**The task:** Return every item below unchanged, keeping each line as it stands.

**Data shown:**
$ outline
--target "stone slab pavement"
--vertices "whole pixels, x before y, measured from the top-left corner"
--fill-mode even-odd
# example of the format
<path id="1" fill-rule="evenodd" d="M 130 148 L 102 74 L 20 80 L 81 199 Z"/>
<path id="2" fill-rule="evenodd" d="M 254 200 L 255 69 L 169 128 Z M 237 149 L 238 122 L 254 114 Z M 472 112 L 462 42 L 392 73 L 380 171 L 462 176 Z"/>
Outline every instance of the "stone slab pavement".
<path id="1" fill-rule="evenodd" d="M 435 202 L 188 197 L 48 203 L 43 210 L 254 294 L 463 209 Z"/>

**Result:**
$ outline
--target "stone slab pavement"
--vertices "whole pixels, x before y, measured from the top-left corner"
--fill-mode even-odd
# example of the format
<path id="1" fill-rule="evenodd" d="M 130 148 L 102 74 L 20 80 L 81 199 Z"/>
<path id="2" fill-rule="evenodd" d="M 254 200 L 255 69 L 169 128 Z M 237 149 L 238 122 L 254 114 Z M 472 112 L 462 42 L 392 73 L 380 171 L 462 176 Z"/>
Outline every instance of the "stone slab pavement".
<path id="1" fill-rule="evenodd" d="M 435 202 L 188 197 L 48 203 L 43 210 L 254 294 L 463 209 Z"/>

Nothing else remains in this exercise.